** Begin PAGE **

The Democratic Party should not impose support for abortion rights as a litmus test on its candidates, House Minority Leader Nancy Pelosi, D-Calif., said Tuesday, because it needs a broad and inclusive agenda to win back the socially conservative voters who helped elect President Donald Trump.
"This is the Democratic Party. This is not a rubber-stamp party," Pelosi said in an interview with Washington Post reporters.
"I grew up Nancy D'Alesandro, in Baltimore, Maryland; in Little Italy; in a very devout Catholic family; fiercely patriotic; proud of our town and heritage, and staunchly Democratic," she added, referring to the fact that she is the daughter and sister of former mayors of that city. "Most of those people - my family, extended family - are not pro-choice. You think I'm kicking them out of the Democratic Party?"
Those comments from one of the Democrats' most powerful and high-profile women come at a moment of opportunity and struggle within the party. It has been shut out of power in Washington, controlling neither house of Congress nor the White House, and its ranks have been decimated at the state and local level.
Given Trump's unpopularity and the recent stumbles that Republicans have made in Congress, Democrats have great hopes of making significant gains in the 2016 midterm election. But the opposition party is also gripped by an internecine battle for its own identity, moving leftward with calls for ideological purity by portions of its activist liberal base while also trying to reach out to the rural, working-class Americans who turned against Democrats last year.
Abortion has become a flash point.
Newly installed Democratic National Committee Chairman Thomas Perez and former presidential candidate Sen. Bernie Sanders, I-Vt., came under criticism by abortion rights advocates during their "unity tour" last month, when they appeared together at a rally for an Omaha mayoral candidate who has sponsored legislature bills to restrict abortion.
Perez responded with a statement declaring that support for abortion rights is "nonnegotiable" for Democrats, and that they should speak with "one voice" on it.
At the time, Pelosi bristled at the party chairman's comments, saying on NBC's "Meet the Press" on April 23 that "of course" it is possible for an abortion opponent to be a member of the Democratic Party. She added that she has served for many years in Congress with colleagues of her party who do not share her own liberal views on the subject.
On Tuesday, she went further, arguing that the Democrats cannot afford to enforce an ideological test on the abortion issue.
"In our caucus, one thing unifies us: our values about working families," Pelosi said. "Some people are more or less enthusiastic about this issue or that issue or that issue. They'll go along with the program, but their enthusiasm is about America's working families."
She also suggested that the party's presumed rigidity on social issues is one reason that Democrats were unable to appeal to segments of the electorate that might otherwise have been in tune with their broader agenda.
"You know what? That's why Donald Trump is president of the United States - the evangelicals and the Catholics, anti-marriage equality, anti-choice. That's how he got to be president," she said. "Everything was trumped, literally and figuratively by that."
Pelosi's comments drew a guarded rebuke from Ilyse Hogue, president of NARAL Pro-Choice America, a leading abortion rights advocacy organization. Hogue said that while many Democrats have personal objections to abortion, they should not be allowed to express those views in policy.
"Encouraging and supporting anti-choice candidates leads to bad policy outcomes that violate women's rights and endanger our economic security," Hogue said via email.

** End PAGE **
** Begin RECORDED DATA **

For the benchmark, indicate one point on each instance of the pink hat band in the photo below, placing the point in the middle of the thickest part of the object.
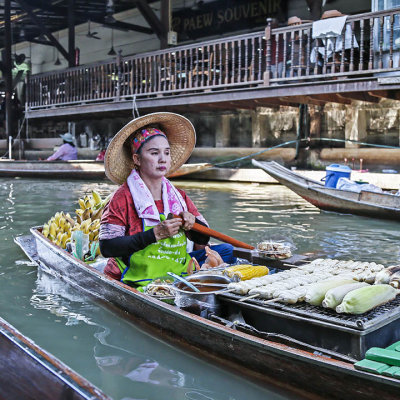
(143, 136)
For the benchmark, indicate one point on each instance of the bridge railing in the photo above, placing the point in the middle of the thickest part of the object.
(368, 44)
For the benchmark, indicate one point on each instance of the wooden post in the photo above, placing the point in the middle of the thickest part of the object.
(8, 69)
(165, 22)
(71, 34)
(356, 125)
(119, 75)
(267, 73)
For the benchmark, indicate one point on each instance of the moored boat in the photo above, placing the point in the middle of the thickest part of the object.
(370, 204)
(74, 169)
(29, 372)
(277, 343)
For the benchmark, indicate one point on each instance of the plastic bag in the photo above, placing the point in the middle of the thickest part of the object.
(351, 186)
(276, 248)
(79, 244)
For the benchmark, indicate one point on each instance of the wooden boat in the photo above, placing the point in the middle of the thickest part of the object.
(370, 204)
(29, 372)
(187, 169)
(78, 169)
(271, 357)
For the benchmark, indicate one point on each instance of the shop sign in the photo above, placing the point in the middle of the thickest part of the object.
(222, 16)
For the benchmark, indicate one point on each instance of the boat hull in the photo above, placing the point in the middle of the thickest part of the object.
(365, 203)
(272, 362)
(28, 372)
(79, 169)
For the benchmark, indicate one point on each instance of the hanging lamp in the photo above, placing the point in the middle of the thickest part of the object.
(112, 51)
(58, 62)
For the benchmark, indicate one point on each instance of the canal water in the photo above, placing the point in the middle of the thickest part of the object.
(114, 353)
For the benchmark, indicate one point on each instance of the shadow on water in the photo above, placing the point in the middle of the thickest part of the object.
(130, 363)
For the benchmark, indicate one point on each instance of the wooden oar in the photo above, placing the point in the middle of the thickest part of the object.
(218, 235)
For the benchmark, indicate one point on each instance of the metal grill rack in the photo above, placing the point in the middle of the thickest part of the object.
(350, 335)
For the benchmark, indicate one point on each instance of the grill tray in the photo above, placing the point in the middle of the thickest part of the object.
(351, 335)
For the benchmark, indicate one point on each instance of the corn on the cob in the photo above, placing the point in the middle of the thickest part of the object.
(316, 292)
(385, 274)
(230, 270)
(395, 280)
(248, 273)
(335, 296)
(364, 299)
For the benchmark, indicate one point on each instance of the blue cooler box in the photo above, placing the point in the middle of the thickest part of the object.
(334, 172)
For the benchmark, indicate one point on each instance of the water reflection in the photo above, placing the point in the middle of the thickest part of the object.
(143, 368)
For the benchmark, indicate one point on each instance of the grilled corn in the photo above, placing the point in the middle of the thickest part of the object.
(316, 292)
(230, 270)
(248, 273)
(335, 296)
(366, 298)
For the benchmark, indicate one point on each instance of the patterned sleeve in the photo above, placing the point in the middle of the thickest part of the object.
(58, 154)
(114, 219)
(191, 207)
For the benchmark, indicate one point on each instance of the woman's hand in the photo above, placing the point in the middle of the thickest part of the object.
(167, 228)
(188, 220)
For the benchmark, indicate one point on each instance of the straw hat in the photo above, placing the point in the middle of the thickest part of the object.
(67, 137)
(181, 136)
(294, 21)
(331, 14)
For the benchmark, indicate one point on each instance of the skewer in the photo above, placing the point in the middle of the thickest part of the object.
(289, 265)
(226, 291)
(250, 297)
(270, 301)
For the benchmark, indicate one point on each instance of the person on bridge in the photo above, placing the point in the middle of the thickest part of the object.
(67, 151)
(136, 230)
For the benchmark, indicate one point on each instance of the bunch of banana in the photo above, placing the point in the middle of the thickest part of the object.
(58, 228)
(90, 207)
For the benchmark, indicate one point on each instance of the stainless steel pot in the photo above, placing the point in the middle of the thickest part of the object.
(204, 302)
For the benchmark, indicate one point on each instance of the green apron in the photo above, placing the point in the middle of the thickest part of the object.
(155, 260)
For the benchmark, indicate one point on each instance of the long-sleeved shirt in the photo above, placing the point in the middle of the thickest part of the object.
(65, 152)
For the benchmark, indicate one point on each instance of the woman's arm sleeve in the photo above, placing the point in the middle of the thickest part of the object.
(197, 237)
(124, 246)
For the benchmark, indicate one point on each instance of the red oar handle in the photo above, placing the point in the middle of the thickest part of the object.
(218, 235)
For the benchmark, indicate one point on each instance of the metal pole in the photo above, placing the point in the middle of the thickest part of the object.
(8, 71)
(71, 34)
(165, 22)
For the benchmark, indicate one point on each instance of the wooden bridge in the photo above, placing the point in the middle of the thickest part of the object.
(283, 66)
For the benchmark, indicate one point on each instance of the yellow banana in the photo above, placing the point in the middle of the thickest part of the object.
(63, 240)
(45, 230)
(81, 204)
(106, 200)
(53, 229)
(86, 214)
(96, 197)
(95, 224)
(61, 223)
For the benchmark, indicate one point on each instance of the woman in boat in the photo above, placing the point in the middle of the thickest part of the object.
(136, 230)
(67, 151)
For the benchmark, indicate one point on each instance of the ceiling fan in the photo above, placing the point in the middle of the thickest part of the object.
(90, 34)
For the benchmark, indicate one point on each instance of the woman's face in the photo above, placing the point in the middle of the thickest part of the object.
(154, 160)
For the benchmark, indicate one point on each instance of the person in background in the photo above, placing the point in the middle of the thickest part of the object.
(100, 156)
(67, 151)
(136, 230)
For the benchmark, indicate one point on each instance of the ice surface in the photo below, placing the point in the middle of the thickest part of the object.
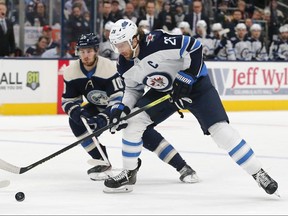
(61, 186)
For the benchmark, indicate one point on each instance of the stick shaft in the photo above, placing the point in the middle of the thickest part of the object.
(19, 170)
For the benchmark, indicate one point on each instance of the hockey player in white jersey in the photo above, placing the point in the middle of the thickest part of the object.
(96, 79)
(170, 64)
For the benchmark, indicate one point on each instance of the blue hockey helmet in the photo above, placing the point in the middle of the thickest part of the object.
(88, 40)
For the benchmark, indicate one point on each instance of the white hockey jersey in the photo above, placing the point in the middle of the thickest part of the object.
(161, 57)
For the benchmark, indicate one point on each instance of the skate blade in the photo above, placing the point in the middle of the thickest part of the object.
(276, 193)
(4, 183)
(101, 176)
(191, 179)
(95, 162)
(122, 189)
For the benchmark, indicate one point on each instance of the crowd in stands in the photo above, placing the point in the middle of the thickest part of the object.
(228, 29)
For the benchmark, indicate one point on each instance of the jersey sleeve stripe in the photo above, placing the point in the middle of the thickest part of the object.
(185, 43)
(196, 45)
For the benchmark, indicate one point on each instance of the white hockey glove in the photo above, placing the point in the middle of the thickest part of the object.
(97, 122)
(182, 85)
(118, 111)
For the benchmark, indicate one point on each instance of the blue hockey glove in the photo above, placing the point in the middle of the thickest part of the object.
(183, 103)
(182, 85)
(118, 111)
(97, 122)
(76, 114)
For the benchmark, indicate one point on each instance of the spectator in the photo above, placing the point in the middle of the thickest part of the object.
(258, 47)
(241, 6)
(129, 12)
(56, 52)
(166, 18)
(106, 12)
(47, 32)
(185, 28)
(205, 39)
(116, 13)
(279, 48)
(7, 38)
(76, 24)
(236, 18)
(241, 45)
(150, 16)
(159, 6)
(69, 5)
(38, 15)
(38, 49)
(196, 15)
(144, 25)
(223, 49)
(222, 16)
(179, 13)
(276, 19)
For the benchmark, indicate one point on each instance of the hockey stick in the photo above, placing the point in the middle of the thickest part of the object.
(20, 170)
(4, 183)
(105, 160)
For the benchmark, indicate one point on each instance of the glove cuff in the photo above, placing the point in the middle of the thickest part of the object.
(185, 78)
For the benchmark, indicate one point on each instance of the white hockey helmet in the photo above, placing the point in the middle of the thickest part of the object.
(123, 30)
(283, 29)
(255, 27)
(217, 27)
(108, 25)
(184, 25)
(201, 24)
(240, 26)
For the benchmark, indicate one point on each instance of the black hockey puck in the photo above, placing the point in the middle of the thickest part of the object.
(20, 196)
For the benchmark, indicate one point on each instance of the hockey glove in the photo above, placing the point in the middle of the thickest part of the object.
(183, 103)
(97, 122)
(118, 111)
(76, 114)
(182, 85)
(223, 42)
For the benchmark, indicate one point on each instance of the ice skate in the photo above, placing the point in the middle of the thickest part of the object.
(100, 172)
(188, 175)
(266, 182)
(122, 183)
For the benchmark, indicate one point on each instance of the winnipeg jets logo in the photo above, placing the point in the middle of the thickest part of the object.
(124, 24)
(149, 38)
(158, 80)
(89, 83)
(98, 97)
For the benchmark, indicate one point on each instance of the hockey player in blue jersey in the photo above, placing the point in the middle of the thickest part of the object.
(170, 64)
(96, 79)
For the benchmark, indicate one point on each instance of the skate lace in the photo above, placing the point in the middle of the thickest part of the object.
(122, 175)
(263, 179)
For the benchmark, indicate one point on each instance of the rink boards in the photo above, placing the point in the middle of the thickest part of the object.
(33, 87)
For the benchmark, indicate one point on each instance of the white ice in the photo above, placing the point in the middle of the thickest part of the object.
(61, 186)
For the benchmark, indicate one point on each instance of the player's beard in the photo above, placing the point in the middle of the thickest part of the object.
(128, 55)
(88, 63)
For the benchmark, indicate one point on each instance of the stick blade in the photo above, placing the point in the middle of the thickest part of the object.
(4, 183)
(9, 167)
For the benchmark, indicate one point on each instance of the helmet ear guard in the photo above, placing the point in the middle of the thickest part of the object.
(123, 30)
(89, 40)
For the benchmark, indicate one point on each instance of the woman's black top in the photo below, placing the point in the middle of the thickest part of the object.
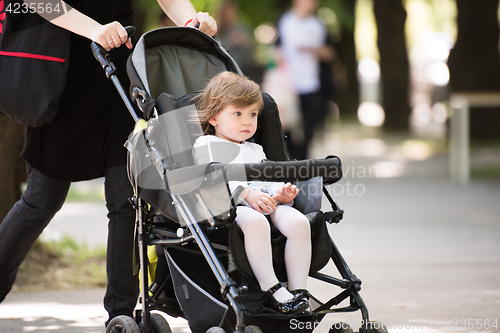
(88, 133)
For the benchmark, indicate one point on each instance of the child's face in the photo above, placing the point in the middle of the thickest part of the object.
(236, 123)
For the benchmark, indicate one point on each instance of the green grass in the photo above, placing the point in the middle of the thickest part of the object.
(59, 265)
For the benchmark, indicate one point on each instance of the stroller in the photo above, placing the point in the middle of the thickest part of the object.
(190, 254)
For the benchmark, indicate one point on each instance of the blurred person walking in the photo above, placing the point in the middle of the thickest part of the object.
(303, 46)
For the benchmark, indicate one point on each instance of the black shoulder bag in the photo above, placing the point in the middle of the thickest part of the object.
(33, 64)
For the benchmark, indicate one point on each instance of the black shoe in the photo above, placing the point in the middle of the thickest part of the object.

** End RECORDED DATA **

### EXERCISE TASK 1
Retype the Pelosi article, everything from "Abortion has become" down to "on the subject.".
### EXERCISE TASK 2
How many lines of the entries contain the string "corn"? Give only the number.
The Pelosi article and the entries have no connection to each other.

### PROBLEM SOLUTION 1
Abortion has become a flash point.
Newly installed Democratic National Committee Chairman Thomas Perez and former presidential candidate Sen. Bernie Sanders, I-Vt., came under criticism by abortion rights advocates during their "unity tour" last month, when they appeared together at a rally for an Omaha mayoral candidate who has sponsored legislature bills to restrict abortion.
Perez responded with a statement declaring that support for abortion rights is "nonnegotiable" for Democrats, and that they should speak with "one voice" on it.
At the time, Pelosi bristled at the party chairman's comments, saying on NBC's "Meet the Press" on April 23 that "of course" it is possible for an abortion opponent to be a member of the Democratic Party. She added that she has served for many years in Congress with colleagues of her party who do not share her own liberal views on the subject.

### PROBLEM SOLUTION 2
2